Instructions for the task
In the entries below, return only the line containing "Detect each asphalt" and those after it, exactly, through the last line.
Segment Start: Material provided
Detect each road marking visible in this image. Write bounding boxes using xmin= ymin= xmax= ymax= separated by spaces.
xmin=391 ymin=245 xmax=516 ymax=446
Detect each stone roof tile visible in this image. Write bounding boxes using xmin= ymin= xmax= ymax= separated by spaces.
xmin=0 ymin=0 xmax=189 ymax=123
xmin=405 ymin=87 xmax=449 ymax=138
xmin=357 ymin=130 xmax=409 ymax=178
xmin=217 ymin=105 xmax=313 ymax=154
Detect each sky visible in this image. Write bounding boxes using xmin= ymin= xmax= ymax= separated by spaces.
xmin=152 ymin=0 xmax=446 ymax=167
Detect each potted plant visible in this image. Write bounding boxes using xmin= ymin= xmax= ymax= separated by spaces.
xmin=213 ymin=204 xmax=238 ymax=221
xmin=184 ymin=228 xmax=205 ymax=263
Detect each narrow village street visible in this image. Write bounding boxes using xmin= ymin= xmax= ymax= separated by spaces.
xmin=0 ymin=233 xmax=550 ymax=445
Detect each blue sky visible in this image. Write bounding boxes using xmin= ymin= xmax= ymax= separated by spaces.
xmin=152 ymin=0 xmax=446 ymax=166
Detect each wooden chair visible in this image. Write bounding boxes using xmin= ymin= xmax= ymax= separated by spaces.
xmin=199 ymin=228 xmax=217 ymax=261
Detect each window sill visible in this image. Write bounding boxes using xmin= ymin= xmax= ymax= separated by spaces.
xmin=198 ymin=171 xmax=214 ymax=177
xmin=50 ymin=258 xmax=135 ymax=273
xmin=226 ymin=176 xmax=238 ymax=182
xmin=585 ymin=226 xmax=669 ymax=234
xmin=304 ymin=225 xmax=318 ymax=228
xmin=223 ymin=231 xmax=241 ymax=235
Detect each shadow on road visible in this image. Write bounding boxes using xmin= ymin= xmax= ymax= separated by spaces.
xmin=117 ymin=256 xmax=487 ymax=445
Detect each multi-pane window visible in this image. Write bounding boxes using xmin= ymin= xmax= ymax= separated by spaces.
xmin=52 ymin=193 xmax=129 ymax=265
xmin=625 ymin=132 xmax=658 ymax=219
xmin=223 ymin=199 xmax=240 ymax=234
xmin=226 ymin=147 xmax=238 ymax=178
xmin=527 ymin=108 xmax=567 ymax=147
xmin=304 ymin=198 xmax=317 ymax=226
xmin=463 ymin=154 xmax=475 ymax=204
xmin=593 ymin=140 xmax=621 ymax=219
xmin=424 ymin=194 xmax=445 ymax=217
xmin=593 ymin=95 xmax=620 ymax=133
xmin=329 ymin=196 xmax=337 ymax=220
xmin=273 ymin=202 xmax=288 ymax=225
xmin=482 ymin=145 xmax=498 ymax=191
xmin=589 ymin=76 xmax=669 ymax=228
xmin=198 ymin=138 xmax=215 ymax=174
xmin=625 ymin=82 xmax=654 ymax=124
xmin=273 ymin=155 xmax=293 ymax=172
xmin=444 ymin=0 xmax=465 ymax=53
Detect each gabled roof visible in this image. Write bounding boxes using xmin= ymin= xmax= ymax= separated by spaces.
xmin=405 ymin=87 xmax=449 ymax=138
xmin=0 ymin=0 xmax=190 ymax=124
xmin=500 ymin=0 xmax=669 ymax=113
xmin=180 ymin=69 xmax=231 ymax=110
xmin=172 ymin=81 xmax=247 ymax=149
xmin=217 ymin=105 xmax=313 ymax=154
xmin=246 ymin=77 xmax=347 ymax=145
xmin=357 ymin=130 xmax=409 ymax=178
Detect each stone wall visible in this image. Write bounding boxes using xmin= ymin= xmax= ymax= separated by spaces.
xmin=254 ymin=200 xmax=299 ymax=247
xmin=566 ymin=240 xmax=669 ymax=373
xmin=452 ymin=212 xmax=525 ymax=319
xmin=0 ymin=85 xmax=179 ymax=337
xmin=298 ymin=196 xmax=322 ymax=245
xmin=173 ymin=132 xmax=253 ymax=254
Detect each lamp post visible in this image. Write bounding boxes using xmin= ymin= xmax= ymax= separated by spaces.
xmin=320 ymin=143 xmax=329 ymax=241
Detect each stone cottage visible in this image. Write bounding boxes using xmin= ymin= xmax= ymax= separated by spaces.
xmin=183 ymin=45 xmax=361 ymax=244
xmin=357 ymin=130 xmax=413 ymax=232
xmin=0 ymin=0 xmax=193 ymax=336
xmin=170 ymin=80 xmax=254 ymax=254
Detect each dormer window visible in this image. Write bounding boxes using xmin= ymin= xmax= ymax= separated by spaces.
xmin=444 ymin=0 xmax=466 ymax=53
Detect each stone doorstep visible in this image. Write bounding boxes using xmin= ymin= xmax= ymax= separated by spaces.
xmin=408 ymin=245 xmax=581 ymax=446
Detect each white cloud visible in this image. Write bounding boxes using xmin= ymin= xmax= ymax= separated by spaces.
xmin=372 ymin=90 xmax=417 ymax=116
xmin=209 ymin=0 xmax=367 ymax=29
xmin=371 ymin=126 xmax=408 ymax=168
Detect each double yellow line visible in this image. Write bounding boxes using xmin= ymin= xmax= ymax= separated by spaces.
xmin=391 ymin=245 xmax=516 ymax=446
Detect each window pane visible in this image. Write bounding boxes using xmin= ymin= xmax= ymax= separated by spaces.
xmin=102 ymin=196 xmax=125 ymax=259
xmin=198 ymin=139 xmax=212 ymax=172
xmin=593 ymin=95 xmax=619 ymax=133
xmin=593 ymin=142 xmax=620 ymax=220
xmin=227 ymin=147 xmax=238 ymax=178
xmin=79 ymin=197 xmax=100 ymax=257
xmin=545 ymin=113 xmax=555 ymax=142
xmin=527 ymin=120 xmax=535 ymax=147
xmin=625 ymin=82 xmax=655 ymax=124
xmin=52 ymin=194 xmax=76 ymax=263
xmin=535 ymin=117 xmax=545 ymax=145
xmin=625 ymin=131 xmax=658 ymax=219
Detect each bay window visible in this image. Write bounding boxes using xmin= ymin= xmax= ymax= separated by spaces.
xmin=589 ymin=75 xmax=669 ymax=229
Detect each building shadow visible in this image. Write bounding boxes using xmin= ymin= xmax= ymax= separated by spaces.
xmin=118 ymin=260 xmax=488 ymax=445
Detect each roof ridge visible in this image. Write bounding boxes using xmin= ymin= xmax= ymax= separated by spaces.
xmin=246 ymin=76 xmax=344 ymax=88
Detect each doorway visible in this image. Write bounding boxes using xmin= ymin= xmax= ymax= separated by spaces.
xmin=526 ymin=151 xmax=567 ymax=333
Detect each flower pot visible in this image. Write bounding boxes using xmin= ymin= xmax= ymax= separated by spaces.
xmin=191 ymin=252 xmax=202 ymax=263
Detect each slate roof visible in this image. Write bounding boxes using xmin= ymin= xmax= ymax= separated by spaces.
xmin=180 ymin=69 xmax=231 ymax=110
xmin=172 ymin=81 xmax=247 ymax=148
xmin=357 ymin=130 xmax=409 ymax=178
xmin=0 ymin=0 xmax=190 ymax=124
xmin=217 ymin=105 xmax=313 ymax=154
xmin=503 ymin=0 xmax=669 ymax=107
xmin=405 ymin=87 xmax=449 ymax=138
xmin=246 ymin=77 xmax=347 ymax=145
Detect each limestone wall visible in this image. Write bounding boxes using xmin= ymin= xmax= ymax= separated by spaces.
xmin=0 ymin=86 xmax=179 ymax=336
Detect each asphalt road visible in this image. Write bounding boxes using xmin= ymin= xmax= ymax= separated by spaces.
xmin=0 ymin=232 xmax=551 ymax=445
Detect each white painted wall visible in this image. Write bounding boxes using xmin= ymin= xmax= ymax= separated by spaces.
Segment End: Material provided
Response
Detect each asphalt road visible in this image. Write bounding boxes using xmin= ymin= xmax= ymax= separated by spaces.
xmin=0 ymin=232 xmax=551 ymax=445
Detect each white painted wall visible in this image. Write bounding boxes using xmin= ymin= xmax= ymax= separated by spaces.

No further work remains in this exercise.